### PROVIDED RECORDS
[Start of section]

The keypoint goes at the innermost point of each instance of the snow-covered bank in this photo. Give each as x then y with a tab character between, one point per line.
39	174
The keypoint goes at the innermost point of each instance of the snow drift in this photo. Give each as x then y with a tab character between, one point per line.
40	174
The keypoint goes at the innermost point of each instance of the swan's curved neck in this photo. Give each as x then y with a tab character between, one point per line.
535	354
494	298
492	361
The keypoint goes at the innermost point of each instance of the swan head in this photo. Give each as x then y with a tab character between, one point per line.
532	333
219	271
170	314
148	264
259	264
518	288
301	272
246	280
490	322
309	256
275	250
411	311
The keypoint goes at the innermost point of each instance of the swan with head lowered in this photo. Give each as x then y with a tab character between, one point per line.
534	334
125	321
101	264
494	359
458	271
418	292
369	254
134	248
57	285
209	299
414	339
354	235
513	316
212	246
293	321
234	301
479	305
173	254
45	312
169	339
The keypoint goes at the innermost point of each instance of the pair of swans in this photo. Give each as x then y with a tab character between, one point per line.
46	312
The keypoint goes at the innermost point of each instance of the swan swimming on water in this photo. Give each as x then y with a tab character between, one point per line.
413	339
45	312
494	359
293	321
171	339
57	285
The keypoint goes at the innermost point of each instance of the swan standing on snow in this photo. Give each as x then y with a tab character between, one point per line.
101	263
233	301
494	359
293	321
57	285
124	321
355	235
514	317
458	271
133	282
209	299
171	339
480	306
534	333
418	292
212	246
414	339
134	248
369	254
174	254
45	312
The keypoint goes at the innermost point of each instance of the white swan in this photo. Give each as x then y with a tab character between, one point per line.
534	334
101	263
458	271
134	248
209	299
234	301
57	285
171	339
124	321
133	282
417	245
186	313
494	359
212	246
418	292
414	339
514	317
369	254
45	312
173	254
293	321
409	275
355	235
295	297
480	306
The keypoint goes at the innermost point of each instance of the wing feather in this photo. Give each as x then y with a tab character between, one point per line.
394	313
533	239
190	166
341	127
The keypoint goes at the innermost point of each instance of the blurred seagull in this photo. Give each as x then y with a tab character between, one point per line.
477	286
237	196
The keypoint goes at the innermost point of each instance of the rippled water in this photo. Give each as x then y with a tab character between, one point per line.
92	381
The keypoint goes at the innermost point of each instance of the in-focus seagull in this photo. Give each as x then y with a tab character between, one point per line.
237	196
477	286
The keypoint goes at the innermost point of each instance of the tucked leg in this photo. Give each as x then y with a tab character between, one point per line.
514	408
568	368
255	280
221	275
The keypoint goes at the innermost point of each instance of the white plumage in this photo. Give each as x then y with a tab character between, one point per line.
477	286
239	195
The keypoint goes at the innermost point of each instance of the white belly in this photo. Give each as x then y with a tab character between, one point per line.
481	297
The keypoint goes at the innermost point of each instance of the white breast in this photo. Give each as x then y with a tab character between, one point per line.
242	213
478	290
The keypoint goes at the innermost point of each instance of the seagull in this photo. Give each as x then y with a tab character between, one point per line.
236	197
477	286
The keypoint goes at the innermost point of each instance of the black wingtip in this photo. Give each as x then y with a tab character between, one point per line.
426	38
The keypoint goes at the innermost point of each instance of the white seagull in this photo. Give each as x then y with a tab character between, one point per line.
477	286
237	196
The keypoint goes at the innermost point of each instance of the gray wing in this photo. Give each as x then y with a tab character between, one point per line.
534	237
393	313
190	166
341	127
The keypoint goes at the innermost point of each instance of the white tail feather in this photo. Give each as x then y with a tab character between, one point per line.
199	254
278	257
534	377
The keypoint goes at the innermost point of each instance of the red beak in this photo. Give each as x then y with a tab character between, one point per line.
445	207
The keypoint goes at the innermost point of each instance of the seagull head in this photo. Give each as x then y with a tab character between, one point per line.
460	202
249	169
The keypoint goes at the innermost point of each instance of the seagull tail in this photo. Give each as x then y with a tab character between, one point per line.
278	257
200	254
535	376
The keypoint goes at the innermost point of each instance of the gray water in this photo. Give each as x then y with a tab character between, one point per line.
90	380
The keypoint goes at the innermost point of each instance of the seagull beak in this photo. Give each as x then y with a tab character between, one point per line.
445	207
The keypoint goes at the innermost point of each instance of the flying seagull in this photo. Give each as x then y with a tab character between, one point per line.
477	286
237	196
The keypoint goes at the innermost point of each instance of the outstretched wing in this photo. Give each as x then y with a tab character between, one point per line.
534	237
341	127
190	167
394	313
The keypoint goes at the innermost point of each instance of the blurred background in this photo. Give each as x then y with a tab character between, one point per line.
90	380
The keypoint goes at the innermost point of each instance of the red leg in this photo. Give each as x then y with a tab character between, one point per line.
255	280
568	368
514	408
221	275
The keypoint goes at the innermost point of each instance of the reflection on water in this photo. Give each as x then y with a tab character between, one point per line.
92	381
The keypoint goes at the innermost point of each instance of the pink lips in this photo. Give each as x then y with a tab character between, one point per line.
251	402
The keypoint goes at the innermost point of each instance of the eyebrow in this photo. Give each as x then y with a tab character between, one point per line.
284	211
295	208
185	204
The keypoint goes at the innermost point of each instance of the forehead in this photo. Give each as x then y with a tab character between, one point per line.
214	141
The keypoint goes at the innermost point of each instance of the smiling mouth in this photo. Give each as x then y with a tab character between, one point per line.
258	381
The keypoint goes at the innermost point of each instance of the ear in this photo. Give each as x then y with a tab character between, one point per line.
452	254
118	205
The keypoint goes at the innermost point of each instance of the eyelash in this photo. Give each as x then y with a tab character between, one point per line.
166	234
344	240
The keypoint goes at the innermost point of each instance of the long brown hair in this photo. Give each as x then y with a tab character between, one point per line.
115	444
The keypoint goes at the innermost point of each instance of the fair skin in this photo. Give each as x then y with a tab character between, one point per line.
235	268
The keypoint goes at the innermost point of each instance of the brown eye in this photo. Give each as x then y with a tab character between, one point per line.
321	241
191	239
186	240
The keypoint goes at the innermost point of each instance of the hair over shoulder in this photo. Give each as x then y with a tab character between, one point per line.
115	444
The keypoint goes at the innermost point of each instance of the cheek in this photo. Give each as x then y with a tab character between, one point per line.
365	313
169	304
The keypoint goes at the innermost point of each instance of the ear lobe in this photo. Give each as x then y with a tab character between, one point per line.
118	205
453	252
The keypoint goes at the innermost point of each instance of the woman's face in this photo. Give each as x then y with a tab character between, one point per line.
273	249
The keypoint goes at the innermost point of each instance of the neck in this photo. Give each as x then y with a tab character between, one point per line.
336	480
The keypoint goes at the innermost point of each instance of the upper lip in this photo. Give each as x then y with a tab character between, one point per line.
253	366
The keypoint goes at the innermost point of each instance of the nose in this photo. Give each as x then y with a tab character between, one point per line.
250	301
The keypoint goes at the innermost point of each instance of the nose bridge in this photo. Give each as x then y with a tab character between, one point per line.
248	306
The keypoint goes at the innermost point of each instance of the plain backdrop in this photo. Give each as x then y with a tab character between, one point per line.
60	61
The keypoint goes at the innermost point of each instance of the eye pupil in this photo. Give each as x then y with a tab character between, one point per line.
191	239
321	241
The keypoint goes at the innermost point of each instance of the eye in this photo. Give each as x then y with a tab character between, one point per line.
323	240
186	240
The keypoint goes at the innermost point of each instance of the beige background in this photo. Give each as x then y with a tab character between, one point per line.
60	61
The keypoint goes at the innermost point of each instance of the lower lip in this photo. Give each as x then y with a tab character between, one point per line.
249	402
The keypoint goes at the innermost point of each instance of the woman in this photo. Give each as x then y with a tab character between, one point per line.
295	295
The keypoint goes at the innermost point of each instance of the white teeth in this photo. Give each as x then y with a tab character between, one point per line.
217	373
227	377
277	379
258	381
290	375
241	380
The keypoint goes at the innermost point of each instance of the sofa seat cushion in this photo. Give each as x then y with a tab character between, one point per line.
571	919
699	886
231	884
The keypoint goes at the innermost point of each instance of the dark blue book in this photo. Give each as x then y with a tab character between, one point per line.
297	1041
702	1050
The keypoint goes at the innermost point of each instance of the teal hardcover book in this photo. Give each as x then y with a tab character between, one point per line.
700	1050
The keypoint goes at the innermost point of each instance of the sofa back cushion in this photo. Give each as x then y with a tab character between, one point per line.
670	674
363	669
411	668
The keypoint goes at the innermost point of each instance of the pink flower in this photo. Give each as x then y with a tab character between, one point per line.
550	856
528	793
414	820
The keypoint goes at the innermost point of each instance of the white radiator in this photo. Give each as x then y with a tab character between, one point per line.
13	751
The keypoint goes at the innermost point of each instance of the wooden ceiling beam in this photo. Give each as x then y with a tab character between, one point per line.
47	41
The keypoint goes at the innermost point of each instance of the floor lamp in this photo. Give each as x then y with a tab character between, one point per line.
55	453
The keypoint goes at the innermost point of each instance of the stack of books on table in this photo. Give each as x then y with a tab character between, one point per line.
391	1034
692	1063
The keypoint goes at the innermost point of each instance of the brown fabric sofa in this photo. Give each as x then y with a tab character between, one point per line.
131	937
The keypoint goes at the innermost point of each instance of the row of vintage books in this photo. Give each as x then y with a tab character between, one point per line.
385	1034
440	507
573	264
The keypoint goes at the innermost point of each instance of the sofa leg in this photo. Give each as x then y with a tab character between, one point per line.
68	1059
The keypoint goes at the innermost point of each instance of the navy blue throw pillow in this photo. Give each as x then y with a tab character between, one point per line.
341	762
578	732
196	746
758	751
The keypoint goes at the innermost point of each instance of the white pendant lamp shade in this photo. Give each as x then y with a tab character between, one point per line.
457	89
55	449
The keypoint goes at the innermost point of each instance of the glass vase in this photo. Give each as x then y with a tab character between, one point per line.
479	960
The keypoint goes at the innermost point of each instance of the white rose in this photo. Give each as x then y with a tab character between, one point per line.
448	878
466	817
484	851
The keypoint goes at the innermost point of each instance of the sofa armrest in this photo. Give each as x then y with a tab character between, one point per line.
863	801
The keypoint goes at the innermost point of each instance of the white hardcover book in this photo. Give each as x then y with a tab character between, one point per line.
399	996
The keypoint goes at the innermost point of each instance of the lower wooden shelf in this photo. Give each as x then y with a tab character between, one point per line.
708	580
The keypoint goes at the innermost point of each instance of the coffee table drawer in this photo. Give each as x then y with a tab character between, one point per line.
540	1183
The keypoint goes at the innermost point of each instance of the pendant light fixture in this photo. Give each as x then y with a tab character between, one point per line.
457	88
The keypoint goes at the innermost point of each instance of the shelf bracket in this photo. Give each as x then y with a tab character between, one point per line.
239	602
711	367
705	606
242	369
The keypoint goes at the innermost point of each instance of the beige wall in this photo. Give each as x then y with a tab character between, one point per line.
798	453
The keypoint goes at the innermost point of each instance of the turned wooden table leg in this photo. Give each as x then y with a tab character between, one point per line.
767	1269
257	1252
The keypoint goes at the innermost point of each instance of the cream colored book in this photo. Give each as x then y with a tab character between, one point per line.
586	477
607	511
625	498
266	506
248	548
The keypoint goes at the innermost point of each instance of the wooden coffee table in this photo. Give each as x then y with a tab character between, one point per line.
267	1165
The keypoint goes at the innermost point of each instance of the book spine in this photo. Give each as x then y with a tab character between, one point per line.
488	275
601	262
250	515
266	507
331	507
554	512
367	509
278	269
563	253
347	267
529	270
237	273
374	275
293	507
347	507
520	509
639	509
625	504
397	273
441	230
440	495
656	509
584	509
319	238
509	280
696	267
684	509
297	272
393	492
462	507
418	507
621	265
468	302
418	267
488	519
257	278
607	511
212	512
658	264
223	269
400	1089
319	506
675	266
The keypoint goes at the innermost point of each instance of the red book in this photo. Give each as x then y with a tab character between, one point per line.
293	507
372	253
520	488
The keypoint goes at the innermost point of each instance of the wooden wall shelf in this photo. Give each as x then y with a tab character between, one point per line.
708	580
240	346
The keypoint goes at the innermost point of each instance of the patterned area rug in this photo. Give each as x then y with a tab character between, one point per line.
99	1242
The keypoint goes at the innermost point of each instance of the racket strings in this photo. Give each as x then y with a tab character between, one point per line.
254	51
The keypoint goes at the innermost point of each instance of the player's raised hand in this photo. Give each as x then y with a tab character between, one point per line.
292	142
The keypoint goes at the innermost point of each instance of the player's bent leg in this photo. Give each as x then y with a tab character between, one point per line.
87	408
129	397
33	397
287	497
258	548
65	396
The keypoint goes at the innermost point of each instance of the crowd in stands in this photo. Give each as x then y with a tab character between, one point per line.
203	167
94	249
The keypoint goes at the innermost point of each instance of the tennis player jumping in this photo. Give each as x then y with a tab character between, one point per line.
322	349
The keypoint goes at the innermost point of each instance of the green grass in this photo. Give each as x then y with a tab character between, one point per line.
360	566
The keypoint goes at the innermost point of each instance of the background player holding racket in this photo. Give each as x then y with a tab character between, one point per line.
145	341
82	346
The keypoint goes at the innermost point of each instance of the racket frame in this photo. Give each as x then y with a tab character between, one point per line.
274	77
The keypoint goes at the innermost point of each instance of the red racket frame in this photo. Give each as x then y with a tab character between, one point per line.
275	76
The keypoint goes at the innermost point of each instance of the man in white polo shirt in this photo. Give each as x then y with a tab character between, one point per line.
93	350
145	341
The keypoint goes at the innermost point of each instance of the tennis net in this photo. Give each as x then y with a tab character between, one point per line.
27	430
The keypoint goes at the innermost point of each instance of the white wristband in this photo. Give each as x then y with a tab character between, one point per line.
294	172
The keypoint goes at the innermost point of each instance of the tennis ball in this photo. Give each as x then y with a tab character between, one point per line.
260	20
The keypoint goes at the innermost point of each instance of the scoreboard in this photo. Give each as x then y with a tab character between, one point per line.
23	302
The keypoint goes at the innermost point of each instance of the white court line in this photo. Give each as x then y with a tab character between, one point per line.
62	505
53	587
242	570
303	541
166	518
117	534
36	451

[End of section]

### AIM OF THE TASK
Each line from the one containing "the white wristband" to the final line of the entries above must be returned exactly, and no other line may appear.

### RESULT OF THE EXERCISE
The keypoint goes at the innermost point of each instance of the white wristband in this photo. Give each as x then y with a tab character between, one point per line.
294	172
The keypoint goes at the innermost point of each instance of the tennis ball in this photo. Give each as x then y with a tab character between, one point per line.
260	20
The keypoint goes at the innermost point of each instance of the scoreboard in this photo. Give each as x then y with a tab character between, one point per line.
23	302
The keypoint goes at the innermost point of each instance of the white court line in this photo. Give each as x then y with a tab character between, one point per line.
62	505
53	587
242	570
303	541
166	518
117	534
36	451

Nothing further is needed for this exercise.